Several things came home to Abram... first, the promise was to his seed; he himself would never see that promise fulfilled in his lifetime. Secondly, his immediate descendants would suffer in bondage 400 years; they too would not see the promised land until the fourth generation.
Thirdly, God would judge the nation that held them in bondage. but, fourth, they would come out of it with possessions -- that would later profit them in their journey, their entrance into and their life in the land.
Fifth, the delay had something to do with the sin of the Amorites -- it had not reached the place where God would turn them over to judgment and use the Israelites to conquer and destroy them.
Then God passed alone between the sacrifices of the covenant made, declaring with that action that He alone would bring it to pass.
There is a dark side to every promise, a cost of sorts for each great thing that God will do. The making of the covenant itself cost the life of the sacrificial animals and birds. The promise included bondage, not that God put the people there but that their condition necessitated a deep and vivid illustration of the greater deliverance the Exodus would illustrate.
I believe this is what Abram's "horror of great darkness" showed. In it, he saw the awfulness of sin. It is bondage to a taskmaster that was and is not the intended "land" that God would have for His people. It is only fit for judgment.
Yet the "former" life that it illustrates is rich in a kind of substance that God's people can use -- their experiences and developed skills, that when yielded to the Lord in the land of promise, are useful booty indeed.

> [What to produce]: Please explain why, according to the passage on Abram's covenant above, the delay before the land was given had to do with the Amorites.

> [Supplied material]:
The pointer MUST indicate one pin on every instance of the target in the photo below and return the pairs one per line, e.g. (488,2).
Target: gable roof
* * *
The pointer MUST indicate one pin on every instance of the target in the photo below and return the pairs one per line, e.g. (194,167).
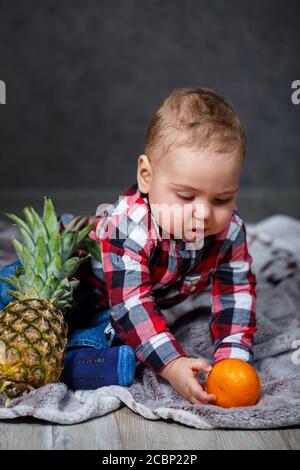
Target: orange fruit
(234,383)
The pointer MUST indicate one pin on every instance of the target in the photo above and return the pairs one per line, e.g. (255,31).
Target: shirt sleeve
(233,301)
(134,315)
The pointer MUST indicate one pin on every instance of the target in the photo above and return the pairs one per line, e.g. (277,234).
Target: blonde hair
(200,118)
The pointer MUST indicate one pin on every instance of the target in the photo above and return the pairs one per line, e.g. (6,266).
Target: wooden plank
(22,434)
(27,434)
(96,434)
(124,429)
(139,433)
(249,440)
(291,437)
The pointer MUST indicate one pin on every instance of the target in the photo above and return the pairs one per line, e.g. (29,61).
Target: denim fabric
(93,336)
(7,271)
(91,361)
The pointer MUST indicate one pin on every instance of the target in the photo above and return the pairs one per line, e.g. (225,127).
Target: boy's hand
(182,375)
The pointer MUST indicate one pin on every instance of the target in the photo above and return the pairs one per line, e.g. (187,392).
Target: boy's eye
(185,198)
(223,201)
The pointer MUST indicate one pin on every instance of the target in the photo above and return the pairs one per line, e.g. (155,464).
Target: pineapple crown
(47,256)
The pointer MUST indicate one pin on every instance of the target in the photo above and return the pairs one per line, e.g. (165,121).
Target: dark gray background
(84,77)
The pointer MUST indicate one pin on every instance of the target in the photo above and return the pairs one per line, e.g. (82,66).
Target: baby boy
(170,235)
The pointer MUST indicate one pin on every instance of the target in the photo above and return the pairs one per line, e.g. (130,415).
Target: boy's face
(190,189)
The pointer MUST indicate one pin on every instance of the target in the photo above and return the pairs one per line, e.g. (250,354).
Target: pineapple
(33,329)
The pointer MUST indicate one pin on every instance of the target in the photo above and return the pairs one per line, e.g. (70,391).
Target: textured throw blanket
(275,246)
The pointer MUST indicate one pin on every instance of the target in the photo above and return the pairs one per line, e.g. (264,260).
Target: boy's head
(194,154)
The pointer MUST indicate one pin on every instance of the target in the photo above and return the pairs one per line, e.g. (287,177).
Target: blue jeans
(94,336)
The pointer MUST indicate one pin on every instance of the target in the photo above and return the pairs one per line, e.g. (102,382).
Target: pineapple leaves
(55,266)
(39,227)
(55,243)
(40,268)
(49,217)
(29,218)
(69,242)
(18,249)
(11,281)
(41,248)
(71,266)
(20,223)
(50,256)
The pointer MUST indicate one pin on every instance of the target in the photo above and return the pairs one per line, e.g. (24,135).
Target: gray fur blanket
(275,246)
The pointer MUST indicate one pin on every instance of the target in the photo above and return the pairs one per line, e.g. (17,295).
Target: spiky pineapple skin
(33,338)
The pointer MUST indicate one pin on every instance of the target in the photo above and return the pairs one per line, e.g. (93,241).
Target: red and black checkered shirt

> [Output of the task]: The sin of the Amorites had not yet reached the point where God would turn them over to judgment. When it did, He would use the Israelites to conquer and destroy them.